◆ ESTRATTO DEL TESTO

Riparte la stagione NFL anche per i Miami Dolphins. C’è ottimismo nell’ambiente ma quanto è ben riposto? Approfondiamo nell’articolo.


Finalmente la NFL è ricominciata. Il tempo degli articoli e delle chiacchiere sta volgendo al termine. D’ora in avanti si parlerà – o scriverà, nel nostro caso – con cognizione di causa. I risultati saranno infatti pronti e disponibili per essere analizzati, confrontati e sviscerati, così come le statistiche, la vera chiave di lettura di questo sport.

Prima di farlo, però, c’è ancora tempo per un articolo speculativo. Tutte le franchigie possono ancora sperare di fare una stagione memorabile, perfetta addirittura – Los Angeles Rams a parte, dal momento che sono stati sconfitti 31 a 10 da degli ottimi Buffalo Bills, durante il kickoff game.

◆ MATERIALE FORNITO
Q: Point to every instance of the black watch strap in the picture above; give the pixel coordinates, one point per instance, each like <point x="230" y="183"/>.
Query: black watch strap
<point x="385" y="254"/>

◆ AZIONI RICHIESTE
1. Rispondi a queste domande sull'articolo dedicato ai Miami Dolphins:
(a) Per quale squadra riparte la stagione NFL, secondo la frase d'apertura?
(b) Che cosa viene definito "la vera chiave di lettura di questo sport"?
(c) Con quale punteggio i Buffalo Bills hanno sconfitto i Los Angeles Rams nel kickoff game?
2. Riscrivi il passo dell'articolo sui Miami Dolphins che comincia con "Riparte la stagione" e prosegue fino a "di questo sport.", sostituendo "chiacchiere" con "discussioni".
3. Prolunga l'articolo sulla stagione dei Miami Dolphins partendo subito dopo l'ultima frase riportata.

◆ RISULTATI DELLE ATTIVITÀ
1.
(a) Per i Miami Dolphins.
(b) Le statistiche.
(c) 31 a 10.

2.
Riparte la stagione NFL anche per i Miami Dolphins. C’è ottimismo nell’ambiente ma quanto è ben riposto? Approfondiamo nell’articolo.


Finalmente la NFL è ricominciata. Il tempo degli articoli e delle discussioni sta volgendo al termine. D’ora in avanti si parlerà – o scriverà, nel nostro caso – con cognizione di causa. I risultati saranno infatti pronti e disponibili per essere analizzati, confrontati e sviscerati, così come le statistiche, la vera chiave di lettura di questo sport.

3.
Eccoci dunque a tentare di tratteggiare la stagione che verrà per i Miami Dolphins, un ambiente intorno al quale vi sono enormi aspettative ma attenzione a non lasciarci trasportare troppo.

Una offense di Serie A

I puristi della palla ovale – gruppo nel quale si colloca anche chi scrive, by the way – perdoneranno la metafora calcistica usata nel titolo del paragrafo; si tratta soltanto di una scelta di registro che possa essere chiara e immediata a chiunque. È necessario partire da qui, dalle considerazioni sull’attacco parlando di Miami. Rispetto alla scorsa stagione, infatti, il reparto è enormemente migliorato, tanto che possiamo definirlo di un altro livello senza timore di essere smentiti. Basta leggere la lista dei 53 a roster e confrontarla con il team 2021 per rendersene conto.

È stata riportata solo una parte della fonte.